- [YOUR OBJECTIVE]: Begin with the first line below and retype each line exactly through the line containing "identify the beige". Any pictures are to be left out.

- [DATASET CONTENT]:
* * * *

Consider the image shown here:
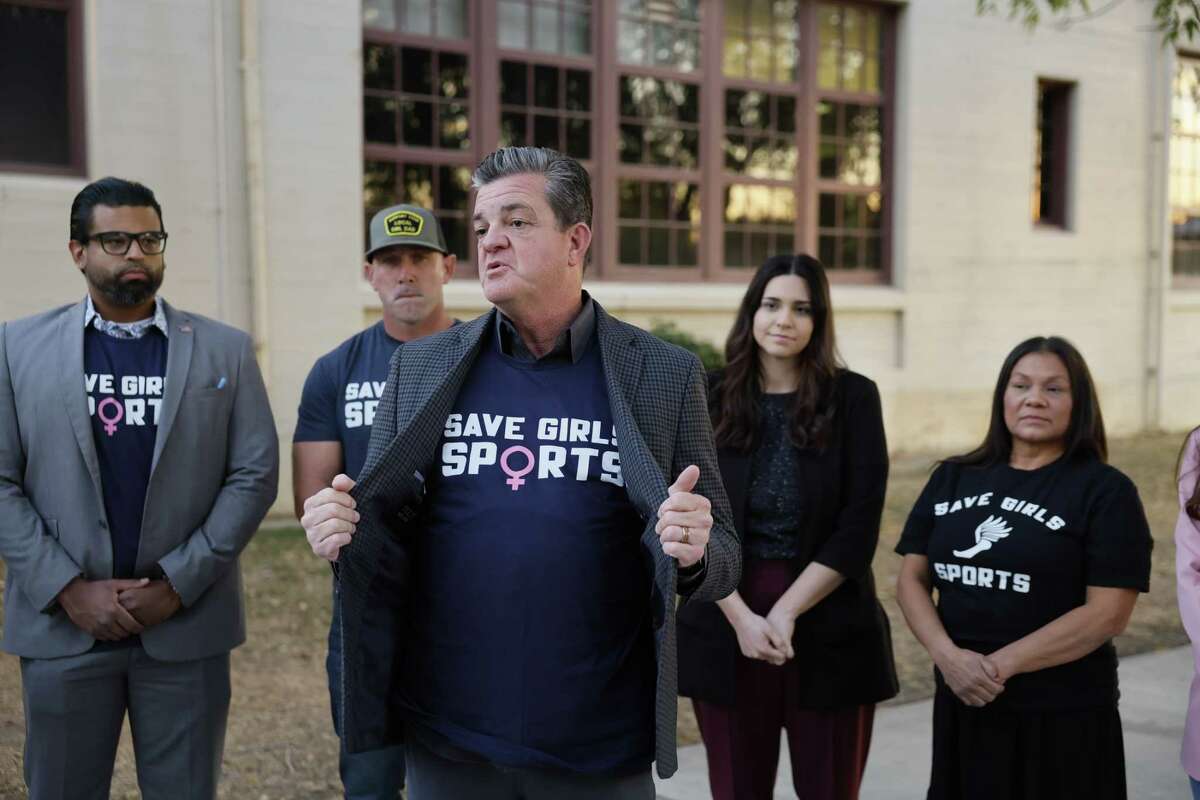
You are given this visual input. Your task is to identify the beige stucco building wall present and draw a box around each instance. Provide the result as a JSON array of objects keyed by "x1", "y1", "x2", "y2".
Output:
[
  {"x1": 0, "y1": 0, "x2": 363, "y2": 521},
  {"x1": 2, "y1": 0, "x2": 1198, "y2": 523},
  {"x1": 889, "y1": 0, "x2": 1166, "y2": 450}
]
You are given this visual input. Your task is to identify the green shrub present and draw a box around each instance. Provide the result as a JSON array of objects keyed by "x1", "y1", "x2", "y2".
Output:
[{"x1": 649, "y1": 320, "x2": 725, "y2": 371}]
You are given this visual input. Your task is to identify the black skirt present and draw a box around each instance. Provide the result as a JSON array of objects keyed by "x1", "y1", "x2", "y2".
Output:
[{"x1": 928, "y1": 685, "x2": 1127, "y2": 800}]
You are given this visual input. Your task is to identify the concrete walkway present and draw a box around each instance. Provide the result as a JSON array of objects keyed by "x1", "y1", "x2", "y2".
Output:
[{"x1": 654, "y1": 646, "x2": 1195, "y2": 799}]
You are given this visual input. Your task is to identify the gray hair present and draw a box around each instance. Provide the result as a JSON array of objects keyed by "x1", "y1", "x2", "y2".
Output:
[{"x1": 472, "y1": 147, "x2": 593, "y2": 232}]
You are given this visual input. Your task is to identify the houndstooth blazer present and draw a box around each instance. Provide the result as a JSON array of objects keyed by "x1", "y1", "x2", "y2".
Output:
[{"x1": 334, "y1": 301, "x2": 739, "y2": 779}]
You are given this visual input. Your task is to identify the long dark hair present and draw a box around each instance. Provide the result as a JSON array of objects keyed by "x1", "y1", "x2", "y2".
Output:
[
  {"x1": 948, "y1": 335, "x2": 1106, "y2": 467},
  {"x1": 713, "y1": 254, "x2": 843, "y2": 452},
  {"x1": 1180, "y1": 427, "x2": 1200, "y2": 520}
]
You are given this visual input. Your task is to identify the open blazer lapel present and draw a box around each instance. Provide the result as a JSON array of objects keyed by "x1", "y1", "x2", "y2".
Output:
[
  {"x1": 596, "y1": 305, "x2": 685, "y2": 778},
  {"x1": 337, "y1": 312, "x2": 491, "y2": 751},
  {"x1": 59, "y1": 300, "x2": 104, "y2": 508},
  {"x1": 596, "y1": 306, "x2": 676, "y2": 589},
  {"x1": 150, "y1": 301, "x2": 193, "y2": 475}
]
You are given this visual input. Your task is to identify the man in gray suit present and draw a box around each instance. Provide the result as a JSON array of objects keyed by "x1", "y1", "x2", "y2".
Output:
[
  {"x1": 302, "y1": 147, "x2": 739, "y2": 799},
  {"x1": 0, "y1": 177, "x2": 279, "y2": 799}
]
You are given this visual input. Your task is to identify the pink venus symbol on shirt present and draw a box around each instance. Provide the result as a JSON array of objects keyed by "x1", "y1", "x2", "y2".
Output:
[
  {"x1": 500, "y1": 445, "x2": 535, "y2": 491},
  {"x1": 97, "y1": 397, "x2": 124, "y2": 436}
]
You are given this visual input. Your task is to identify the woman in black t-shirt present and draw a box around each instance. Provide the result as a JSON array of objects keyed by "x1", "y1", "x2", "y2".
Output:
[
  {"x1": 895, "y1": 336, "x2": 1152, "y2": 800},
  {"x1": 677, "y1": 254, "x2": 898, "y2": 800}
]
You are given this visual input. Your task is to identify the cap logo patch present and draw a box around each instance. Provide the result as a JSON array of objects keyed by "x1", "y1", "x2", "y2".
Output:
[{"x1": 384, "y1": 210, "x2": 424, "y2": 237}]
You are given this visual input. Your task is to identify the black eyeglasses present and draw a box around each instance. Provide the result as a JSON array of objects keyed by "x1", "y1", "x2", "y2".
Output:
[{"x1": 86, "y1": 231, "x2": 169, "y2": 256}]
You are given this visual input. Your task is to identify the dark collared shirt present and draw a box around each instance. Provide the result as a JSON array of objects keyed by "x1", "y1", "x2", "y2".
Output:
[{"x1": 495, "y1": 292, "x2": 596, "y2": 364}]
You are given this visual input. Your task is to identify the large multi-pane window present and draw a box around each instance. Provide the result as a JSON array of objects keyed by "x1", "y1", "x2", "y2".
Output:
[
  {"x1": 814, "y1": 3, "x2": 886, "y2": 275},
  {"x1": 361, "y1": 0, "x2": 895, "y2": 281},
  {"x1": 816, "y1": 2, "x2": 881, "y2": 93},
  {"x1": 499, "y1": 61, "x2": 592, "y2": 159},
  {"x1": 1171, "y1": 55, "x2": 1200, "y2": 279},
  {"x1": 617, "y1": 0, "x2": 701, "y2": 72},
  {"x1": 364, "y1": 161, "x2": 473, "y2": 259},
  {"x1": 724, "y1": 90, "x2": 797, "y2": 179},
  {"x1": 618, "y1": 180, "x2": 701, "y2": 268},
  {"x1": 816, "y1": 100, "x2": 882, "y2": 271},
  {"x1": 498, "y1": 0, "x2": 592, "y2": 55},
  {"x1": 615, "y1": 75, "x2": 702, "y2": 270},
  {"x1": 723, "y1": 0, "x2": 799, "y2": 83},
  {"x1": 363, "y1": 0, "x2": 467, "y2": 37},
  {"x1": 716, "y1": 1, "x2": 888, "y2": 277},
  {"x1": 613, "y1": 0, "x2": 703, "y2": 273},
  {"x1": 364, "y1": 46, "x2": 470, "y2": 150},
  {"x1": 619, "y1": 78, "x2": 700, "y2": 169},
  {"x1": 363, "y1": 1, "x2": 473, "y2": 264},
  {"x1": 720, "y1": 0, "x2": 800, "y2": 278},
  {"x1": 724, "y1": 185, "x2": 796, "y2": 269},
  {"x1": 0, "y1": 0, "x2": 85, "y2": 176}
]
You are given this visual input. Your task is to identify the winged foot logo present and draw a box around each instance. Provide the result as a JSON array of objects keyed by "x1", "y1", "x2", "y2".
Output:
[
  {"x1": 953, "y1": 514, "x2": 1013, "y2": 559},
  {"x1": 932, "y1": 510, "x2": 1032, "y2": 593}
]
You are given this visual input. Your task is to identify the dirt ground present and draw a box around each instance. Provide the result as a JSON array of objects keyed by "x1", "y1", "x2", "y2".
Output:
[{"x1": 0, "y1": 432, "x2": 1191, "y2": 798}]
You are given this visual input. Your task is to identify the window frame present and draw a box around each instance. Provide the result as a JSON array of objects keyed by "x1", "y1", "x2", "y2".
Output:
[
  {"x1": 615, "y1": 0, "x2": 702, "y2": 74},
  {"x1": 1033, "y1": 77, "x2": 1074, "y2": 231},
  {"x1": 490, "y1": 6, "x2": 600, "y2": 271},
  {"x1": 607, "y1": 67, "x2": 706, "y2": 279},
  {"x1": 362, "y1": 20, "x2": 477, "y2": 266},
  {"x1": 363, "y1": 44, "x2": 473, "y2": 152},
  {"x1": 1169, "y1": 51, "x2": 1200, "y2": 287},
  {"x1": 0, "y1": 0, "x2": 87, "y2": 177},
  {"x1": 496, "y1": 0, "x2": 595, "y2": 57},
  {"x1": 363, "y1": 0, "x2": 471, "y2": 40},
  {"x1": 709, "y1": 0, "x2": 894, "y2": 283}
]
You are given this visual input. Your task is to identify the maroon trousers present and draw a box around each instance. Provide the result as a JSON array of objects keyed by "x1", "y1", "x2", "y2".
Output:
[{"x1": 693, "y1": 560, "x2": 875, "y2": 800}]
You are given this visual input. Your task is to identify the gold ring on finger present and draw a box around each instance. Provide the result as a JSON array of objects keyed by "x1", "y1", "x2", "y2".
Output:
[{"x1": 681, "y1": 526, "x2": 690, "y2": 545}]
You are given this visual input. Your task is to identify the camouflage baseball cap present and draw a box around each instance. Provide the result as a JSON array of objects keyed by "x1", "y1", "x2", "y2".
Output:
[{"x1": 366, "y1": 204, "x2": 449, "y2": 259}]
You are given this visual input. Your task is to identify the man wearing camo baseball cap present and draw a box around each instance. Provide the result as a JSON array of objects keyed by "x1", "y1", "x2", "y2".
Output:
[{"x1": 293, "y1": 202, "x2": 457, "y2": 798}]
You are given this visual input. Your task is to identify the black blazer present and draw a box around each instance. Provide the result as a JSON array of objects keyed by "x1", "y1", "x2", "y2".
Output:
[{"x1": 677, "y1": 369, "x2": 899, "y2": 709}]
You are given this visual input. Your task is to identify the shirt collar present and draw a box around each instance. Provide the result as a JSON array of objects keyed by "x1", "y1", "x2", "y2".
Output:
[
  {"x1": 495, "y1": 291, "x2": 595, "y2": 364},
  {"x1": 83, "y1": 295, "x2": 170, "y2": 340}
]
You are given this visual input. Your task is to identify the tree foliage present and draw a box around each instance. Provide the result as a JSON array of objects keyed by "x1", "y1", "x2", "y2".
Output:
[{"x1": 976, "y1": 0, "x2": 1200, "y2": 42}]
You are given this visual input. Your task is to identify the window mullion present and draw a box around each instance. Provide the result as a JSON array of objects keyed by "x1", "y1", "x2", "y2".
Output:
[
  {"x1": 595, "y1": 0, "x2": 619, "y2": 278},
  {"x1": 799, "y1": 0, "x2": 819, "y2": 258},
  {"x1": 700, "y1": 0, "x2": 724, "y2": 279}
]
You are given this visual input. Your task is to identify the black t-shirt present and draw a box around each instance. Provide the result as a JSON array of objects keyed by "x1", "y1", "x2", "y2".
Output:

* * * *

- [TASK ANSWER]:
Consider the image shown here:
You are given this visual input. Your task is to identify the beige stucco building wall present and draw a box around each instance. Provide the result as a JSON array of objects keyed by "x1", "y1", "x2", "y2".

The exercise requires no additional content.